*Stated goal a*:
From the Gulf currency article below, return everything from "But last year, Oman" down to "single GCC currency.", unchanged.

Gulf single currency in doubt after Kuwait dumps dollar

KUWAIT CITY (AFP) - Kuwait's decision to stop pegging its dinar to the dollar has only confirmed speculation that oil-rich Gulf states will not be able to meet a 2010 target to launch their single currency, economists said on Monday.

"Certainly, the decision casts a serious doubt over the Gulf states' ability to launch their single currency in 2010... I think such a step is difficult now. It's premature," said Saudi National Commercial Bank chief economist Saeed al-Shaikh.

"It makes it much more difficult to prepare the necessary groundwork for a single currency... It's a step backward," Shaikh told AFP.

The Gulf Cooperation Council, which groups energy-rich Bahrain, Kuwait, Oman, Qatar, United Arab Emirates and Saudi Arabia, has already taken a number of measures in its bid to launch a monetary union and a single currency by 2010.

But last year, Oman said it would not be able to meet the target date while some countries have reportedly expressed reservations on a number of criteria, fuelling speculation that the launch date may not be met.

In a surprising decision on Sunday, Kuwait pegged the dinar to a basket of currencies, more than four years of linking it to the dollar in preparation for the single GCC currency.

*Labeled-object pointing listing*:
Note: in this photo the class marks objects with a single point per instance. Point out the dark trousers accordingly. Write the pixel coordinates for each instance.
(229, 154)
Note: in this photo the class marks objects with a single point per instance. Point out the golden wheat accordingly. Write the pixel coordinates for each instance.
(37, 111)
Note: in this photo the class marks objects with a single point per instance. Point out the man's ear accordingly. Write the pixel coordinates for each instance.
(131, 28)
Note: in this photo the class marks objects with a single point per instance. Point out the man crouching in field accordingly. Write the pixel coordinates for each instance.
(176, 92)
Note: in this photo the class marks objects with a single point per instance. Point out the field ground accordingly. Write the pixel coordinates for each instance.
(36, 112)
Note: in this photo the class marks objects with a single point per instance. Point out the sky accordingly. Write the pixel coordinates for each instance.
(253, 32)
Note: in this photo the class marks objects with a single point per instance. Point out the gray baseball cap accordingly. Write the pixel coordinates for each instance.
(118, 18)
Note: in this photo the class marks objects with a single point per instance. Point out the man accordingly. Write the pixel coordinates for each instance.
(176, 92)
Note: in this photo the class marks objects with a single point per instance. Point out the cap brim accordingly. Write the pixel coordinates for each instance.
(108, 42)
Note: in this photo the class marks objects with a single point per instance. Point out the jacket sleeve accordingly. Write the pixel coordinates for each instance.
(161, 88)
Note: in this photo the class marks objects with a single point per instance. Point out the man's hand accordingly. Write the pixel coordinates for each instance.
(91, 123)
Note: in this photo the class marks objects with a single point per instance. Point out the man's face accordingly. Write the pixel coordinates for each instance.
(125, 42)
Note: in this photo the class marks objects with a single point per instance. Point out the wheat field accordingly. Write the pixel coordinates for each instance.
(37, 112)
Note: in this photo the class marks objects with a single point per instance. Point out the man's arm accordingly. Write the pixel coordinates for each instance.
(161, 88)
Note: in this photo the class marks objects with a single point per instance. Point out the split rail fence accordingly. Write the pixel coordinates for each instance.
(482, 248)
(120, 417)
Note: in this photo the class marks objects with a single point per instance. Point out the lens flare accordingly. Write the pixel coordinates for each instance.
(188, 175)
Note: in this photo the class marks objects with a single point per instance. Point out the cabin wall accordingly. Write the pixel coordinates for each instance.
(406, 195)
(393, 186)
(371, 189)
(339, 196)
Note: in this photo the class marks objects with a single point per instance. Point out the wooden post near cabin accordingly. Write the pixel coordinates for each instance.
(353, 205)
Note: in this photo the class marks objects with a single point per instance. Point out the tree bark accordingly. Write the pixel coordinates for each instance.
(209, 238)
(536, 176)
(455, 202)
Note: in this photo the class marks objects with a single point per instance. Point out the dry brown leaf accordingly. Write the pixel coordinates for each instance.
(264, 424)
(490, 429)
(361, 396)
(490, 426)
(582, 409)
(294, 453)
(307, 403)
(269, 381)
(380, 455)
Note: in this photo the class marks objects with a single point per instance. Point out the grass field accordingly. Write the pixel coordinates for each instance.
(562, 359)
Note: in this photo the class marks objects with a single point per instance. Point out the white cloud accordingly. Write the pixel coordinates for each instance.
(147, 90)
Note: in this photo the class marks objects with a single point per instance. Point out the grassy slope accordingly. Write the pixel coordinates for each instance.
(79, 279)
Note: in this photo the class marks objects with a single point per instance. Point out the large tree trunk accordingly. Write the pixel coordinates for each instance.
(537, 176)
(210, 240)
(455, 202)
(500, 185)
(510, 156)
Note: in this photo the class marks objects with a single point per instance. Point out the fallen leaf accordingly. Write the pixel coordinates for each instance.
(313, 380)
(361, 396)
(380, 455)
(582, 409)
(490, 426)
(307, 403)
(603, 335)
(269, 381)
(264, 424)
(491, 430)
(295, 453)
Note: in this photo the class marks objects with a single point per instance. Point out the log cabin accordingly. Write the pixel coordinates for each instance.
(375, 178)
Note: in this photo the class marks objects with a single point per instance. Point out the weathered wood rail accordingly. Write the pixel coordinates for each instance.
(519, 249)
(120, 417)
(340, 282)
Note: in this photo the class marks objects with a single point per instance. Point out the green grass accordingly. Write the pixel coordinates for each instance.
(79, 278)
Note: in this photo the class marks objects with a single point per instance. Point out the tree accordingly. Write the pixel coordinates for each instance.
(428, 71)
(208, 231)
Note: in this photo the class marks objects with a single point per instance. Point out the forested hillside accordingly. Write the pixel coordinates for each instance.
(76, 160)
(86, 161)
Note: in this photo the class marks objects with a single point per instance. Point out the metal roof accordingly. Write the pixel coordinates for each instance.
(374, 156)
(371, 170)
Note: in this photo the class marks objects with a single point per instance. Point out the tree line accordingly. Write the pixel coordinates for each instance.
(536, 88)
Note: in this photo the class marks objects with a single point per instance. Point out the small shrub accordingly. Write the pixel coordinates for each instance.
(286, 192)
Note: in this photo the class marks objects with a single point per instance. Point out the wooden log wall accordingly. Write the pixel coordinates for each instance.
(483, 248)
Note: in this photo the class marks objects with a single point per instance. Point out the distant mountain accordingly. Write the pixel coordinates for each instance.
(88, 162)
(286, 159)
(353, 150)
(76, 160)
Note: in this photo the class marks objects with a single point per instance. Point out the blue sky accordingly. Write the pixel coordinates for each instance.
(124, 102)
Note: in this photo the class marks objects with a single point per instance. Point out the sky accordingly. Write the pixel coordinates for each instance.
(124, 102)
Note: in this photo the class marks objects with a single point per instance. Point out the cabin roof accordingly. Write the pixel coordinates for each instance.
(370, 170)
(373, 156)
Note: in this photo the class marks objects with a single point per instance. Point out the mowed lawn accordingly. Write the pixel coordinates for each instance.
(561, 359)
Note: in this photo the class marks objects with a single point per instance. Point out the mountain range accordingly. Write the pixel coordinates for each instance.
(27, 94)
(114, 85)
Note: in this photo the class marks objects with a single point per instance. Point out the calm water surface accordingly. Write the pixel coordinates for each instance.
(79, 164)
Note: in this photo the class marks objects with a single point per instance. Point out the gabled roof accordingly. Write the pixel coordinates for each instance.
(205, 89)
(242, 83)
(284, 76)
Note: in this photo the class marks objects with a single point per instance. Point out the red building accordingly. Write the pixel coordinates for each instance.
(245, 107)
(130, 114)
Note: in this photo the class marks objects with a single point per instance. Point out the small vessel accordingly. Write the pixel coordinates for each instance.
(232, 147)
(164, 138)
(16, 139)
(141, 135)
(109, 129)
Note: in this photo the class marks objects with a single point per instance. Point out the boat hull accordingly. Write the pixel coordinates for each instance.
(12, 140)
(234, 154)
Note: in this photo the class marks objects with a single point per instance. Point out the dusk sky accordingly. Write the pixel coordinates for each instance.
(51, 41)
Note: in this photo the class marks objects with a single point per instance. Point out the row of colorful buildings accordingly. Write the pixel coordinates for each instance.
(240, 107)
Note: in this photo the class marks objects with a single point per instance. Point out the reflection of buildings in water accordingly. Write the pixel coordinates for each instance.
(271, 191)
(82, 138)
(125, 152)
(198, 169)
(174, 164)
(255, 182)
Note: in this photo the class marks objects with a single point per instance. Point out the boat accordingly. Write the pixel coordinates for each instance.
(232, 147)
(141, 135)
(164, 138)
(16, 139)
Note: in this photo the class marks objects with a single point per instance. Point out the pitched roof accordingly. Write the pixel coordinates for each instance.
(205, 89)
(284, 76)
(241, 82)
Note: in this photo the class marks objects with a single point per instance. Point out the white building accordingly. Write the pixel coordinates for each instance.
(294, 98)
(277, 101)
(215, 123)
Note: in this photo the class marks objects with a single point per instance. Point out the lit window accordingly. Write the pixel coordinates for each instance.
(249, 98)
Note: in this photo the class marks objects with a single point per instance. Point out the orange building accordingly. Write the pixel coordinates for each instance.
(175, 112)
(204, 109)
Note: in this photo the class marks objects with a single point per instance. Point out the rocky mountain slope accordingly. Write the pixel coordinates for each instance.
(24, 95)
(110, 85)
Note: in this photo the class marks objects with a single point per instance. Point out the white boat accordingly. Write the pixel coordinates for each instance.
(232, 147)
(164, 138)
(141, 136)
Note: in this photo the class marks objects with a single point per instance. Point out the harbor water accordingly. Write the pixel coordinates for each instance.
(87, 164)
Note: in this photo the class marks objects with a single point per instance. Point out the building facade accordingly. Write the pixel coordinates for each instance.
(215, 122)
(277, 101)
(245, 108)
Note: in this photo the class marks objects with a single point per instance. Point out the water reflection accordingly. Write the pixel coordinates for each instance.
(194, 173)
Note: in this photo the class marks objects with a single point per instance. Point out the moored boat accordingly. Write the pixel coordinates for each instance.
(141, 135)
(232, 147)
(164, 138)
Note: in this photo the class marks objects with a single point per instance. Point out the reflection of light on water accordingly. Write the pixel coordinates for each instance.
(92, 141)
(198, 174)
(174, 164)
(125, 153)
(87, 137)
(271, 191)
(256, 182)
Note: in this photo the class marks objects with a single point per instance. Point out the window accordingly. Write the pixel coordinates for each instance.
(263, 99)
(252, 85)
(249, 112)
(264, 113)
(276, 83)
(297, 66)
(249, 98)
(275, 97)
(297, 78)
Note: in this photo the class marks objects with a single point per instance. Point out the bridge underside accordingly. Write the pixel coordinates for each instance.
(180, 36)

*Stated goal b*:
List each line of the listing above that contains the string "roof".

*Task result a*:
But last year, Oman said it would not be able to meet the target date while some countries have reportedly expressed reservations on a number of criteria, fuelling speculation that the launch date may not be met.

In a surprising decision on Sunday, Kuwait pegged the dinar to a basket of currencies, more than four years of linking it to the dollar in preparation for the single GCC currency.

*Task result b*:
Note: in this photo the class marks objects with a single point per instance. Point out the metal roof accordingly. Write the pixel coordinates for each instance.
Note: in this photo the class marks objects with a single point per instance. Point out the cabin roof accordingly. Write the pixel coordinates for each instance.
Note: in this photo the class marks objects with a single point per instance. Point out the gabled roof accordingly. Write the pixel coordinates for each instance.
Note: in this photo the class marks objects with a single point per instance. Point out the pitched roof accordingly. Write the pixel coordinates for each instance.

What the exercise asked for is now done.